___ GIVEN DATA

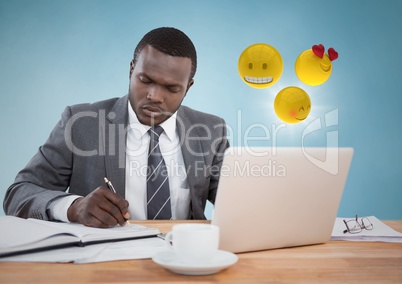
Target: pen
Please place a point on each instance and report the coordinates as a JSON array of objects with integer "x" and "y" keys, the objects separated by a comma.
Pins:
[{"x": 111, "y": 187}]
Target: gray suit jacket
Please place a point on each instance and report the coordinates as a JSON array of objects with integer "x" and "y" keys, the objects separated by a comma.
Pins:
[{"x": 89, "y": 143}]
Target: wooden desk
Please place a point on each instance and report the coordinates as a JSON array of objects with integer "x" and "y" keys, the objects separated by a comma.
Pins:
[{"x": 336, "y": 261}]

______
___ GIVEN DATA

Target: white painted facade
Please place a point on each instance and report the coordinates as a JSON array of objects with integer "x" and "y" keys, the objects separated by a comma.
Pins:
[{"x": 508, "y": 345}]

______
___ GIVEN DATA

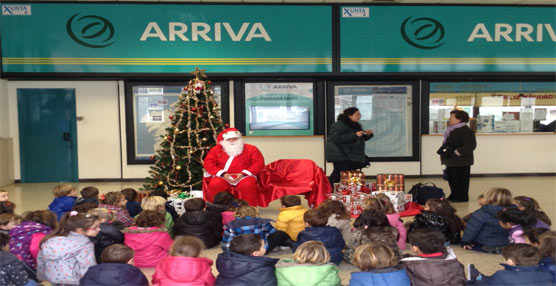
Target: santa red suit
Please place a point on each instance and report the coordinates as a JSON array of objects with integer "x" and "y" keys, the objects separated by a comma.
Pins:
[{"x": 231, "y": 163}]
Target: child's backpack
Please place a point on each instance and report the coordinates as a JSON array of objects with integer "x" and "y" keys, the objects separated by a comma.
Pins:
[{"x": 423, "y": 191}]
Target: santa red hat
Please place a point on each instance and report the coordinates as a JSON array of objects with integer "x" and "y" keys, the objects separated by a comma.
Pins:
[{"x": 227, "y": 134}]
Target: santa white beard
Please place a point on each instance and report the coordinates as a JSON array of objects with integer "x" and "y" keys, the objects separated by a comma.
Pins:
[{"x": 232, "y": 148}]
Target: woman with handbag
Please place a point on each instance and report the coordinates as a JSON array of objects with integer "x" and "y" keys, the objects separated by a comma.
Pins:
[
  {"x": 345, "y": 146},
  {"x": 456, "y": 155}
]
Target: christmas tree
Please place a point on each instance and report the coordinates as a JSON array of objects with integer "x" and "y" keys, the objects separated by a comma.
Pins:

______

WHAT YOU NEED TO DO => Collect each line of the entries above that contains the string "suit", and copy every such line in full.

THE OUTPUT =>
Target: gray suit jacket
Target: santa red suit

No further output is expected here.